Requirements: Present the data once more in exactly its original form.

(Records from a data collection)
────────────────────────────────────────

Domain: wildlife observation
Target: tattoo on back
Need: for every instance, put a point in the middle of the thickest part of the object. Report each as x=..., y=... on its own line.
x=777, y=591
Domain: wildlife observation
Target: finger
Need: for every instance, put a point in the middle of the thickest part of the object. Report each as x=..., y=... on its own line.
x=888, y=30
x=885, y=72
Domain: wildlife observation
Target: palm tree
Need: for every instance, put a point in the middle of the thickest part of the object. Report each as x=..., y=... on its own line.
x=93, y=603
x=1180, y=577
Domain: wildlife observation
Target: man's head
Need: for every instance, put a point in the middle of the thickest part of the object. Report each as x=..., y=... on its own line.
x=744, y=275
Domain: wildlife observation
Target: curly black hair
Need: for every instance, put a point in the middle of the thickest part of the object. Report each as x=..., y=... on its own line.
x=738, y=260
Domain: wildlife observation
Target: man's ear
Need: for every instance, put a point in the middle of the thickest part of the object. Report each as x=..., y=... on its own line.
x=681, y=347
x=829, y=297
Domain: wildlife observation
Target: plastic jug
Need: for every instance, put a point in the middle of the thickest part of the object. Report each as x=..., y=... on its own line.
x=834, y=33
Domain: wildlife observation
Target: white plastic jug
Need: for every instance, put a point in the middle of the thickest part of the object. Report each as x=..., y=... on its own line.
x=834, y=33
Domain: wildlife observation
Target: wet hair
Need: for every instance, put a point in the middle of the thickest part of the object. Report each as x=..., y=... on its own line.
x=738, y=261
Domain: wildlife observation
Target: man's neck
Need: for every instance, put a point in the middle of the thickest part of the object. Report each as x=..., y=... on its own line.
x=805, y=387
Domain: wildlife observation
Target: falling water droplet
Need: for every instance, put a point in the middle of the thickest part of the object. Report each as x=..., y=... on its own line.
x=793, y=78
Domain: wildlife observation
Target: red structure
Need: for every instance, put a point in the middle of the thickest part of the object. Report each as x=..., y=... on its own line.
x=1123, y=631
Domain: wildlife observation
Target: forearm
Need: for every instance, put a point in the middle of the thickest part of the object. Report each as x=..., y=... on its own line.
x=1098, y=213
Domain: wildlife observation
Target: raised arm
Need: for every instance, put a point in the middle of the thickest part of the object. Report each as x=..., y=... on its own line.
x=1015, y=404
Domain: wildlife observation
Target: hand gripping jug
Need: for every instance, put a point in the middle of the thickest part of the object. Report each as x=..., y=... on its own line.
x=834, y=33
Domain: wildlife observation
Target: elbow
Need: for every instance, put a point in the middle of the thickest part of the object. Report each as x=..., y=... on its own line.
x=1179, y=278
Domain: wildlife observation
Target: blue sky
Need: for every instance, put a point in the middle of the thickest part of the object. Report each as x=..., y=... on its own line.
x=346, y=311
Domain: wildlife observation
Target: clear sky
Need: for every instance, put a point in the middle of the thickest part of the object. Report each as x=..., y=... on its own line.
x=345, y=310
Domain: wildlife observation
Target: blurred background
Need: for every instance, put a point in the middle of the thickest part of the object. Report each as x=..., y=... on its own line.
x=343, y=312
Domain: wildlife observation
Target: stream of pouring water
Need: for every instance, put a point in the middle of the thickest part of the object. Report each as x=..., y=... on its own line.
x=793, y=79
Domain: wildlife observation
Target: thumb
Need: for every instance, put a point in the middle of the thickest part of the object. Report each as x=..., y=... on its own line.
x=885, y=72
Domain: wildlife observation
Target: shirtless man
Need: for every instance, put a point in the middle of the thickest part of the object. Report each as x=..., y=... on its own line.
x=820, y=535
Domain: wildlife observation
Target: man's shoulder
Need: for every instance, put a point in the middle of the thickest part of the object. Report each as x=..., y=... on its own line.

────────────────────────────────────────

Answer below:
Domain: wildlife observation
Target: tattoo on back
Need: for every instance, put a point in the middle of the thickest part of the object. Report each as x=..., y=... on its own line.
x=777, y=591
Domain: wildlife observation
Target: finger
Need: for every instance, put a point in the middle of the thickest part of the object. Report each as x=..., y=... on its own line.
x=888, y=30
x=885, y=72
Domain: wildlife observation
Target: palm tree
Need: for every instance, put a point in the middle of the thickest part of the object. Report each as x=..., y=... on its own line.
x=93, y=603
x=1180, y=577
Domain: wildlife observation
Target: man's head
Need: for every instance, put a point in the middle of the thickest part of the object. Report each as x=..., y=... on its own line.
x=744, y=275
Domain: wildlife observation
Target: curly black hair
Need: for every instance, put a point in the middle of the thickest part of the object. Report each as x=..., y=... on its own line.
x=738, y=260
Domain: wildlife observation
Target: man's ear
Need: for every instance, put a point in the middle of the thickest part of the object. Report each as x=..., y=... on its own line.
x=681, y=347
x=829, y=297
Domain: wildlife observation
Target: plastic jug
Need: for every instance, put a point in the middle of the thickest part of the object. Report each as x=..., y=... on its own line.
x=834, y=33
Domain: wildlife observation
Target: white plastic jug
Need: for every instance, put a point in the middle of the thickest part of the object. Report each as x=..., y=... on its own line.
x=834, y=33
Domain: wildlife observation
Target: wet hair
Need: for every instance, put a point in the middle of the thickest part of the object. Report each as x=..., y=... on its own line.
x=738, y=261
Domain: wildlife observation
Target: man's neck
Need: for every instance, put a point in the middle of the thickest part of the object. Report each as x=..., y=... on its own line.
x=805, y=387
Domain: wildlife observation
Target: falling water droplet
Need: for every instance, put a point in the middle of the thickest part of the object. Report each as x=..., y=... on its own line.
x=793, y=78
Domain: wildlife observation
Target: red structure
Need: for every instance, put a point in the middle of the thickest part of the object. Report each as x=..., y=... on its own line.
x=1123, y=631
Domain: wildlife observation
Target: forearm
Need: for every instance, put a point in the middle of the thickest part of the object. Report each as x=..., y=... on its own line.
x=1098, y=213
Domain: wildlife observation
Target: raised arm
Need: for every instance, put a point in the middle of the thickest part of the object. Report each as x=..., y=... on its own line.
x=1015, y=404
Domain: wildlife observation
Target: hand gripping jug
Need: for every instance, put a point in the middle of the thickest part of the object. Report each as x=..., y=... on its own line.
x=834, y=33
Domain: wildlife observation
Target: elbow
Need: for every instance, put a point in the middle of the thickest part of the object. Report each as x=..., y=... on its own line.
x=1179, y=278
Domain: wildlife observation
Target: blue sky
Need: for every instance, put a point in the middle of the thickest part of the object. Report each as x=..., y=... on its own line.
x=346, y=311
Domain: wildlife observation
Target: clear sky
Need: for every instance, put a point in the middle of the thickest part of the object. Report each as x=..., y=... on its own line.
x=345, y=310
Domain: wildlife observation
Target: blurred background
Need: for every instance, put a point in the middle of the thickest part of the object. Report each as x=..., y=... on its own line.
x=343, y=312
Domain: wildlife observation
Target: stream of pouring water
Need: for every instance, put a point in the middle of the thickest part of the object. Report each as x=..., y=... on its own line.
x=793, y=79
Domain: wildlife observation
Target: thumb
Need: for every instance, put a point in the middle of the thickest part of the object. Report each as x=..., y=... on its own line.
x=885, y=72
Domain: wildlife observation
Target: shirtless man
Need: for every instance, put a point in the middle of the thickest part of the object. Report each as x=..., y=... on its own line.
x=820, y=535
Domain: wildlife observation
Target: man's shoulder
Need: for every instance, put a point in the middle of the thickest part of the object. Report each as x=..., y=... on its own line.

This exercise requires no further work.